>>>>

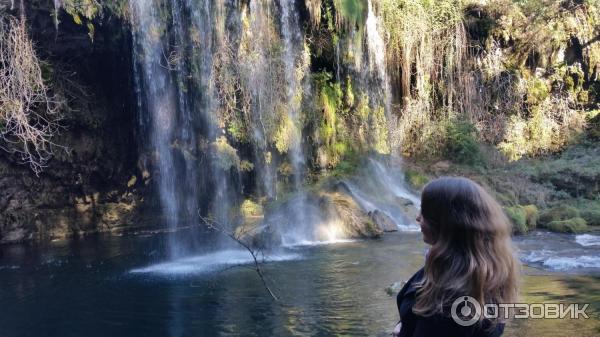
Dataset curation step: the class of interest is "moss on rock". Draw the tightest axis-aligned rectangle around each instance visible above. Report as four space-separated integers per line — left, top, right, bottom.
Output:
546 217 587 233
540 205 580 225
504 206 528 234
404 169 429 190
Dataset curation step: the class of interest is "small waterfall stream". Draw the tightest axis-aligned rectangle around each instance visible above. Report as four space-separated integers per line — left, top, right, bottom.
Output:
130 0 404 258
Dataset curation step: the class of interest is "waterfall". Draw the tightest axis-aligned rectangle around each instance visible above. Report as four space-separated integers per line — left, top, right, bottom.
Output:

<<<<
>>>>

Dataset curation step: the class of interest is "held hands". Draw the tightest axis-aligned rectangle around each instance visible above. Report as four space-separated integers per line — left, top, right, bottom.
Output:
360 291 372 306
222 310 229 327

<<<<

» Task details
Count how many lines in the records above contain the word "waterfall", and reply with only that number.

» Solution to the exercise
2